● Trecho do texto

Costumamos imaginar dois tipos de avaliação de um autor experiente quanto a seu livro de estreia: endosso ou rejeição. Mas, entre os dois extremos, a gama de reações parece infindável, como veremos a seguir, acompanhando as estratégias de afamados escritores brasileiros do século XX frente a suas primeiras obras, no campo da poesia.
Na ponta do endosso, um nome que avulta é o de Manuel Bandeira. Lançou "A Cinza das Horas" em 1917 (contava, então, com 31 anos) e até o fim da vida não cessou de reeditar o volume, ainda que ele próprio já houvesse substituído a dicção parnaso-simbolista da obra inicial pela linguagem modernista, soberana a partir de "Libertinagem" (1930).
Na ponta do "não" radical, Cecília Meireles. Publicou aos 18 anos (em 1919) o opúsculo "Espectros", de fatura neoparnasiana. Não contente em jamais reeditá-lo, chegou ao ponto de sequer permitir que o livro fosse arrolado em sua bibliografia. Em decorrência, "Espectros" tornou-se um dos mais fantasmagóricos mistérios das letras brasileiras: durante mais de 80 anos se chegou, até mesmo, a conjecturar que não restara sequer um exemplar para contar a (pré-)história ceciliana. Finalmente localizado no início do século XXI, foi incorporado à "Poesia Completa" da escritora, na edição comemorativa de seu centenário de nascimento.
Guimarães Rosa tampouco pensou em endossar suas primícias poéticas - que representaram, aliás, no conjunto do autor, uma solitária incursão ao gênero. Bem antes de consagrar-se como notável ficcionista, a partir de "Sagarana" (1946), Rosa obtivera com "Magma", em 1936, o primeiro lugar em concurso de poesia promovido pela Academia Brasileira de Letras. Somente em 1997, 30 anos após a morte do escritor, foi publicado o volume, que em quase nada lhe prenuncia o talento.
Vinicius de Moraes renegou na íntegra "O Caminho para a Distância" (1933), fazendo constar, num adendo a bibliografias posteriores, que a edição fora "recolhida pelo autor". Publicada quando Vinicius contava 20 anos, tributária do influxo da poesia de Augusto Frederico Schmidt e do pensamento católico, a obra estampa uma visão atormentada e culposa do desejo, bem diversa daquela que o poeta em breve iria abraçar.

● Material fornecido
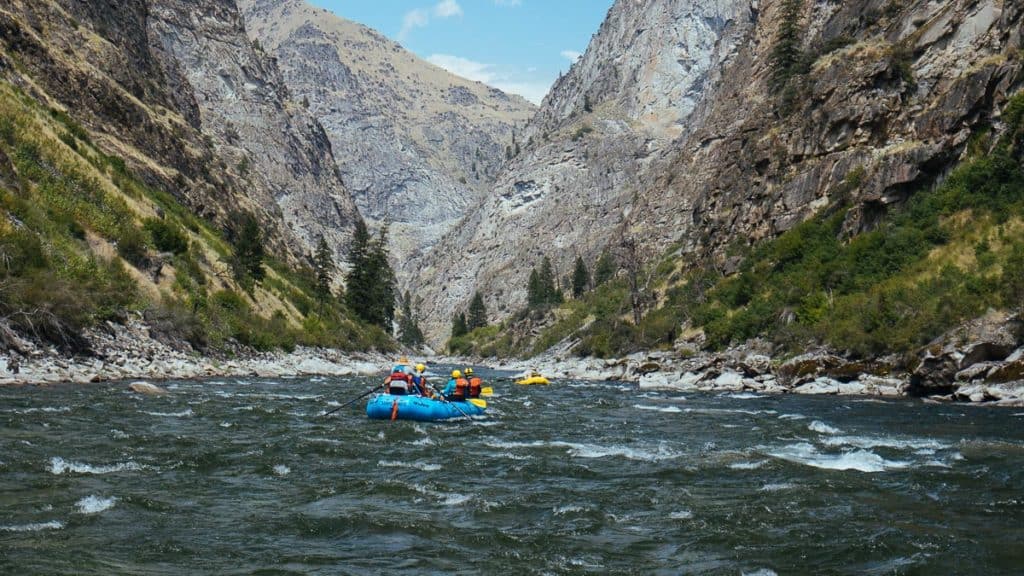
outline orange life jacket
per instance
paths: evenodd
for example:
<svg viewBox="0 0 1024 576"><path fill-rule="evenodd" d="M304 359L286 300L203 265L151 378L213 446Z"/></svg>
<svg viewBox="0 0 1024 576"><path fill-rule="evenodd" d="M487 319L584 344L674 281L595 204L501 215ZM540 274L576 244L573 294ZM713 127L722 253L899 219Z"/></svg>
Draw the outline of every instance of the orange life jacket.
<svg viewBox="0 0 1024 576"><path fill-rule="evenodd" d="M483 380L478 376L473 376L469 379L469 398L480 398L480 389L483 386Z"/></svg>

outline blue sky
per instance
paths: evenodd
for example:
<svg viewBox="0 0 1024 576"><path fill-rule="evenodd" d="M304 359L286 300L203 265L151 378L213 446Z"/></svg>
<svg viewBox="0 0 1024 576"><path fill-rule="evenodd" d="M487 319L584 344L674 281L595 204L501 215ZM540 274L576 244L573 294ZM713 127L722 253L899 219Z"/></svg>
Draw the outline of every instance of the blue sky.
<svg viewBox="0 0 1024 576"><path fill-rule="evenodd" d="M309 0L420 57L540 104L613 0Z"/></svg>

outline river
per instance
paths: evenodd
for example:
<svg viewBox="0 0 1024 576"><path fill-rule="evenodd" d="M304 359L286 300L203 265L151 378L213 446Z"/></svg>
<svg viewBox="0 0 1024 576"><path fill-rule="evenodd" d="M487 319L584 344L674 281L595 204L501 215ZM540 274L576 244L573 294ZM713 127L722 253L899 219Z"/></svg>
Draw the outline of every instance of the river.
<svg viewBox="0 0 1024 576"><path fill-rule="evenodd" d="M1019 574L1024 412L367 378L0 388L3 574Z"/></svg>

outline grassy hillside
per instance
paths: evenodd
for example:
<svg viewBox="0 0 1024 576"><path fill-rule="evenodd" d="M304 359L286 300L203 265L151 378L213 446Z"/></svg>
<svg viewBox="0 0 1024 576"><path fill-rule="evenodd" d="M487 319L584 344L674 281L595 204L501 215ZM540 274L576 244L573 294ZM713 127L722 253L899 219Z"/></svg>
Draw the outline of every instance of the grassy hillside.
<svg viewBox="0 0 1024 576"><path fill-rule="evenodd" d="M337 299L317 302L310 270L269 257L262 282L237 280L229 232L0 81L0 344L6 324L77 352L84 328L137 315L198 348L392 345Z"/></svg>
<svg viewBox="0 0 1024 576"><path fill-rule="evenodd" d="M891 208L870 232L844 233L853 207L843 199L869 168L851 170L845 190L829 195L840 199L834 205L753 250L737 250L737 274L723 277L674 255L646 271L653 304L639 325L618 279L547 320L540 312L520 315L451 344L529 356L572 337L577 354L609 357L680 338L721 348L765 337L791 352L823 343L867 356L911 351L989 307L1017 308L1024 301L1024 93L1002 119L1000 137L976 134L940 186ZM530 322L534 328L523 329ZM530 331L539 335L514 336Z"/></svg>

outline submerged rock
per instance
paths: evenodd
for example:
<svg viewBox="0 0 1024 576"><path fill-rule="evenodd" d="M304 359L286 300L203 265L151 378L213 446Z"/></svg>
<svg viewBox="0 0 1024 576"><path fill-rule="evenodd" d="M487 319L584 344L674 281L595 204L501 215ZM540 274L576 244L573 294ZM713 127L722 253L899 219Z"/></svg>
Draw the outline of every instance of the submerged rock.
<svg viewBox="0 0 1024 576"><path fill-rule="evenodd" d="M166 396L167 390L150 382L132 382L128 384L131 392L144 394L146 396Z"/></svg>

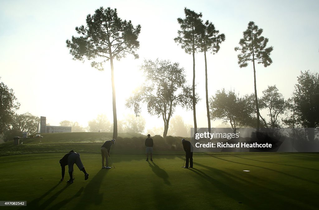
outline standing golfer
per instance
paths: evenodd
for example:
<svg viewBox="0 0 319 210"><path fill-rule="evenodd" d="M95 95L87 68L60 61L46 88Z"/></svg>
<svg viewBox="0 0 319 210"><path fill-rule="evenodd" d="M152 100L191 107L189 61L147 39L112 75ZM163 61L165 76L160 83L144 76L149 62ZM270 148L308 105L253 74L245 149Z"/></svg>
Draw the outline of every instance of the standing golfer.
<svg viewBox="0 0 319 210"><path fill-rule="evenodd" d="M193 146L190 142L183 139L182 139L184 150L186 153L186 165L184 168L188 168L188 163L189 163L189 168L193 168Z"/></svg>
<svg viewBox="0 0 319 210"><path fill-rule="evenodd" d="M69 174L70 175L70 179L68 180L69 183L73 183L73 178L72 177L72 172L73 172L73 165L74 163L77 164L78 168L80 171L82 171L84 173L84 180L86 180L89 178L89 174L86 173L84 169L84 167L80 159L80 154L71 150L65 155L62 159L60 160L60 165L62 169L62 178L61 181L64 179L64 174L65 172L65 166L69 166Z"/></svg>
<svg viewBox="0 0 319 210"><path fill-rule="evenodd" d="M147 135L147 138L145 139L145 146L146 146L146 161L148 161L148 154L151 154L151 161L152 161L152 153L153 153L153 139L151 138L151 135Z"/></svg>
<svg viewBox="0 0 319 210"><path fill-rule="evenodd" d="M110 156L110 149L111 146L115 143L115 139L107 141L101 147L101 154L102 154L102 168L110 169L108 166L108 157ZM106 159L106 165L104 164L104 159Z"/></svg>

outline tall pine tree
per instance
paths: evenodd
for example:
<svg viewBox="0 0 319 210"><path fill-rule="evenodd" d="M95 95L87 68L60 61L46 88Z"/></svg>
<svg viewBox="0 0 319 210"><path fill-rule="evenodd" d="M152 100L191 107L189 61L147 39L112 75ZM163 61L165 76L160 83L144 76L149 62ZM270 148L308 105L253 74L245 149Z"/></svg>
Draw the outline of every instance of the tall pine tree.
<svg viewBox="0 0 319 210"><path fill-rule="evenodd" d="M195 132L197 130L195 105L196 103L195 92L195 53L200 47L201 44L200 29L202 25L201 18L201 13L197 14L194 11L184 9L185 18L177 19L181 26L181 30L178 31L178 36L174 39L175 42L181 45L185 52L193 55L193 112L194 119L194 128Z"/></svg>
<svg viewBox="0 0 319 210"><path fill-rule="evenodd" d="M235 51L240 50L241 53L237 56L238 64L240 68L247 66L248 65L248 61L251 61L253 63L257 132L259 131L260 128L259 116L260 114L257 98L255 61L256 61L258 64L262 64L265 67L270 65L272 63L272 61L269 56L273 49L272 46L266 48L268 40L261 35L263 31L263 29L259 28L254 22L252 21L249 22L247 29L243 32L243 38L239 41L241 47L236 47L234 49Z"/></svg>
<svg viewBox="0 0 319 210"><path fill-rule="evenodd" d="M74 60L84 61L86 57L94 60L91 65L100 71L103 71L102 64L110 61L112 84L113 107L113 138L117 137L115 85L113 60L119 60L127 54L138 58L136 50L139 47L137 38L141 31L141 26L134 27L130 20L122 21L117 16L116 9L109 7L104 9L101 7L95 11L93 15L86 17L86 26L76 27L75 30L80 36L72 36L71 40L66 41L67 47Z"/></svg>

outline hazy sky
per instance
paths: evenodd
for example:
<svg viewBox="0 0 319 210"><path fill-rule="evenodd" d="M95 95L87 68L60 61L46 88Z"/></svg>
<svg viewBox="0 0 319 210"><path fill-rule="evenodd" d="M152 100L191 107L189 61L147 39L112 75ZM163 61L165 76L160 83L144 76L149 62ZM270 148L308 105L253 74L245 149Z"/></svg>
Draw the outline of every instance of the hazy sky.
<svg viewBox="0 0 319 210"><path fill-rule="evenodd" d="M300 71L318 72L319 67L319 1L0 1L0 77L21 104L18 112L29 112L47 117L47 123L58 125L67 120L84 126L99 114L113 119L109 63L99 71L72 60L65 40L77 36L76 26L85 25L88 14L100 6L116 8L119 17L130 20L142 28L137 53L114 68L118 119L133 113L125 100L144 79L139 66L144 59L170 60L184 68L189 84L192 78L191 55L174 41L180 29L177 19L184 18L185 7L203 13L224 34L225 41L217 54L207 55L209 95L225 88L240 95L254 92L252 66L240 68L234 48L238 46L249 21L263 29L274 50L273 63L256 66L258 96L268 85L276 85L285 99L291 96ZM196 59L196 92L202 99L197 106L197 126L207 127L204 54ZM146 126L162 126L162 120L142 113ZM192 111L178 109L193 125ZM212 122L216 126L219 122Z"/></svg>

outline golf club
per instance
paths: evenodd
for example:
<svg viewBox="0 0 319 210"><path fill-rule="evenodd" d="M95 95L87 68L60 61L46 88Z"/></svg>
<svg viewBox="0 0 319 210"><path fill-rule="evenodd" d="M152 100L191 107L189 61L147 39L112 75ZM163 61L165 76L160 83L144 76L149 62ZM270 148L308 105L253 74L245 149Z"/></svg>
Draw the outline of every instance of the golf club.
<svg viewBox="0 0 319 210"><path fill-rule="evenodd" d="M110 158L110 160L111 161L112 161L112 165L113 165L113 168L115 169L115 166L114 166L114 162L113 162L113 161L112 160L112 159L111 159L110 157L109 157Z"/></svg>
<svg viewBox="0 0 319 210"><path fill-rule="evenodd" d="M182 166L182 168L184 168L184 165L185 164L185 161L186 160L186 155L185 155L185 159L184 160L184 163L183 163L183 166Z"/></svg>

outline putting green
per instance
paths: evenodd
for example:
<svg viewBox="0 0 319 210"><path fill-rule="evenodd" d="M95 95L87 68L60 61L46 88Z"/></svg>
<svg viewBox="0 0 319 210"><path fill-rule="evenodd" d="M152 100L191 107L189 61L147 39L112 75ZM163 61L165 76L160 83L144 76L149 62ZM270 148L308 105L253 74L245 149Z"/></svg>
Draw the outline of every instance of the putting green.
<svg viewBox="0 0 319 210"><path fill-rule="evenodd" d="M19 155L0 159L2 200L26 201L13 209L317 209L319 154L112 155L116 168L102 169L97 154L81 154L89 174L74 166L72 184L61 179L64 154ZM244 170L249 170L245 172Z"/></svg>

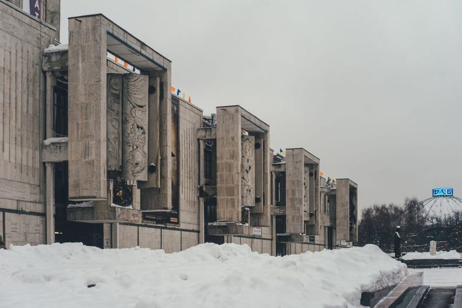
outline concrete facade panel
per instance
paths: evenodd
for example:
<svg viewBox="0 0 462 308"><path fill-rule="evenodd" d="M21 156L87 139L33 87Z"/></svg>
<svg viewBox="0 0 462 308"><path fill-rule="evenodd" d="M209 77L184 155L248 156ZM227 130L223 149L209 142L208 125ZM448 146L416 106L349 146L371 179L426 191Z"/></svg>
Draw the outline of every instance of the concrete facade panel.
<svg viewBox="0 0 462 308"><path fill-rule="evenodd" d="M5 244L32 245L46 243L45 218L5 213Z"/></svg>
<svg viewBox="0 0 462 308"><path fill-rule="evenodd" d="M162 230L162 249L165 253L177 252L181 250L180 231Z"/></svg>
<svg viewBox="0 0 462 308"><path fill-rule="evenodd" d="M256 251L258 253L262 253L262 239L252 239L252 251Z"/></svg>
<svg viewBox="0 0 462 308"><path fill-rule="evenodd" d="M119 248L130 248L138 246L138 228L134 226L119 225Z"/></svg>
<svg viewBox="0 0 462 308"><path fill-rule="evenodd" d="M199 244L199 234L195 232L181 232L181 250Z"/></svg>
<svg viewBox="0 0 462 308"><path fill-rule="evenodd" d="M262 240L262 253L272 254L271 240Z"/></svg>
<svg viewBox="0 0 462 308"><path fill-rule="evenodd" d="M139 227L140 247L142 248L161 249L161 229Z"/></svg>

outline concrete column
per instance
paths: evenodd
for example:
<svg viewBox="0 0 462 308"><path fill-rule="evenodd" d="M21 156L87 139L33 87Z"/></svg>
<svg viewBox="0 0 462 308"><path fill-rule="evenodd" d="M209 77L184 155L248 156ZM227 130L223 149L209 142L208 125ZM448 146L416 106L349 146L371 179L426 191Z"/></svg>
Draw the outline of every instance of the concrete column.
<svg viewBox="0 0 462 308"><path fill-rule="evenodd" d="M241 219L241 116L216 110L216 220Z"/></svg>
<svg viewBox="0 0 462 308"><path fill-rule="evenodd" d="M56 85L56 78L52 72L46 73L46 121L45 137L53 136L53 86ZM46 226L47 244L55 242L55 166L53 163L45 163L46 187Z"/></svg>
<svg viewBox="0 0 462 308"><path fill-rule="evenodd" d="M202 139L199 140L199 184L203 185L205 182L205 142ZM205 226L204 221L204 198L199 198L199 244L202 244L205 241Z"/></svg>
<svg viewBox="0 0 462 308"><path fill-rule="evenodd" d="M271 255L276 256L276 215L271 220Z"/></svg>
<svg viewBox="0 0 462 308"><path fill-rule="evenodd" d="M271 194L271 205L273 207L276 206L276 172L271 171L271 189L270 193Z"/></svg>
<svg viewBox="0 0 462 308"><path fill-rule="evenodd" d="M69 20L70 199L107 196L106 31L99 15Z"/></svg>
<svg viewBox="0 0 462 308"><path fill-rule="evenodd" d="M45 138L50 138L53 136L53 87L56 85L56 77L53 72L47 71L46 73L46 129Z"/></svg>
<svg viewBox="0 0 462 308"><path fill-rule="evenodd" d="M289 233L304 233L303 155L286 150L286 228Z"/></svg>
<svg viewBox="0 0 462 308"><path fill-rule="evenodd" d="M107 74L107 171L121 171L122 166L122 74Z"/></svg>
<svg viewBox="0 0 462 308"><path fill-rule="evenodd" d="M160 181L160 153L159 147L159 93L160 78L157 76L149 77L148 95L148 165L154 164L156 166L156 171L148 172L148 181L144 184L144 188L159 187Z"/></svg>
<svg viewBox="0 0 462 308"><path fill-rule="evenodd" d="M172 95L171 71L162 72L160 84L163 96L160 100L160 143L161 156L160 196L163 209L172 209Z"/></svg>
<svg viewBox="0 0 462 308"><path fill-rule="evenodd" d="M55 165L53 163L45 163L46 169L46 220L47 244L55 242Z"/></svg>

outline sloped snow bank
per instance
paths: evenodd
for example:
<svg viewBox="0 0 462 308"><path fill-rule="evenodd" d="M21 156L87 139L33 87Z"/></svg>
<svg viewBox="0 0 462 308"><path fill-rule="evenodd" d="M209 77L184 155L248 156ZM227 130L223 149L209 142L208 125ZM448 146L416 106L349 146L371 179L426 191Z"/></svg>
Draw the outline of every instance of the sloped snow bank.
<svg viewBox="0 0 462 308"><path fill-rule="evenodd" d="M460 259L460 254L455 250L449 251L437 251L434 256L430 255L429 252L408 252L402 256L404 260L415 260L416 259Z"/></svg>
<svg viewBox="0 0 462 308"><path fill-rule="evenodd" d="M359 307L362 292L407 275L405 265L372 245L283 257L233 244L171 254L80 243L11 246L0 249L0 305Z"/></svg>

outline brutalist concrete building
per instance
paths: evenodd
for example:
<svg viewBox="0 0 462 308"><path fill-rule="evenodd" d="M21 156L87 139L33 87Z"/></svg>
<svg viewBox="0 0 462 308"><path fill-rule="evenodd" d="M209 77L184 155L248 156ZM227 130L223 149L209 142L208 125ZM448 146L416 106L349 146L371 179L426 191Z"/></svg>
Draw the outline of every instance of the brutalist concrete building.
<svg viewBox="0 0 462 308"><path fill-rule="evenodd" d="M303 149L270 148L238 106L204 116L171 93L171 62L102 15L0 0L0 232L179 251L204 242L273 255L351 246L357 185Z"/></svg>

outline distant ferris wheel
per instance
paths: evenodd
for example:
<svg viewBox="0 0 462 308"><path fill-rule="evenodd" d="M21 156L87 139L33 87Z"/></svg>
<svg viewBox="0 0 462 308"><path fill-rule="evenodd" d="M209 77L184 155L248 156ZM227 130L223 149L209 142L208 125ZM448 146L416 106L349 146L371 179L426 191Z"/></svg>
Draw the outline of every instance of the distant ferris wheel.
<svg viewBox="0 0 462 308"><path fill-rule="evenodd" d="M433 188L432 197L421 201L429 223L435 219L444 218L455 213L462 213L462 199L454 197L451 188Z"/></svg>

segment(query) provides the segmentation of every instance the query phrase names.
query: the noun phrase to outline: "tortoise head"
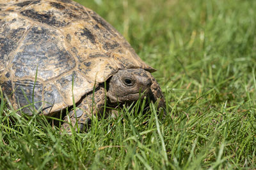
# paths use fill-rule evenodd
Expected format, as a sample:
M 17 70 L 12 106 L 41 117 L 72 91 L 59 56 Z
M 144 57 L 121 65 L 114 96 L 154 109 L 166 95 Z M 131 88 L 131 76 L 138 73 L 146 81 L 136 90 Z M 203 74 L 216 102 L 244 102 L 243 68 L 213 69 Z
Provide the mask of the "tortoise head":
M 120 69 L 111 78 L 107 94 L 111 103 L 136 101 L 149 96 L 164 107 L 163 93 L 151 74 L 143 69 Z

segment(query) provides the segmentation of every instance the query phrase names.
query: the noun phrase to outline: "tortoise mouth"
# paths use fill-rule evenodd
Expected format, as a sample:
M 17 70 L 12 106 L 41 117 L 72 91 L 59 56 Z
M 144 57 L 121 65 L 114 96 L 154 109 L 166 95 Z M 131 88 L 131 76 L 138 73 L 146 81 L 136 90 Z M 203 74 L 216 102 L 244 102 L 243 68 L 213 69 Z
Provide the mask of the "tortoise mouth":
M 147 88 L 143 90 L 143 92 L 138 92 L 129 93 L 125 95 L 123 95 L 122 96 L 113 96 L 108 94 L 108 97 L 109 99 L 110 103 L 112 104 L 120 103 L 124 103 L 125 102 L 133 102 L 147 96 L 149 94 L 150 89 L 150 88 Z

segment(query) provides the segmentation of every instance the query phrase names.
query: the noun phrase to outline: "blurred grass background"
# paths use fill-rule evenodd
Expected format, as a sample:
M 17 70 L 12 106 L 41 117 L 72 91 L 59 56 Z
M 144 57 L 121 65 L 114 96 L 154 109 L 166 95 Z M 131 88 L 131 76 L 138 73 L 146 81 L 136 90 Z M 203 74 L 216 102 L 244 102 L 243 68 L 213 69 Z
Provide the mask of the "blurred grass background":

● Objetivo
Reproduza, do texto sobre as estreias poéticas de escritores brasileiros, o trecho que vai de "Guimarães Rosa tampouco" até "breve iria abraçar.", trocando "volume" por "livro".

● Resultado final
Guimarães Rosa tampouco pensou em endossar suas primícias poéticas - que representaram, aliás, no conjunto do autor, uma solitária incursão ao gênero. Bem antes de consagrar-se como notável ficcionista, a partir de "Sagarana" (1946), Rosa obtivera com "Magma", em 1936, o primeiro lugar em concurso de poesia promovido pela Academia Brasileira de Letras. Somente em 1997, 30 anos após a morte do escritor, foi publicado o livro, que em quase nada lhe prenuncia o talento.
Vinicius de Moraes renegou na íntegra "O Caminho para a Distância" (1933), fazendo constar, num adendo a bibliografias posteriores, que a edição fora "recolhida pelo autor". Publicada quando Vinicius contava 20 anos, tributária do influxo da poesia de Augusto Frederico Schmidt e do pensamento católico, a obra estampa uma visão atormentada e culposa do desejo, bem diversa daquela que o poeta em breve iria abraçar.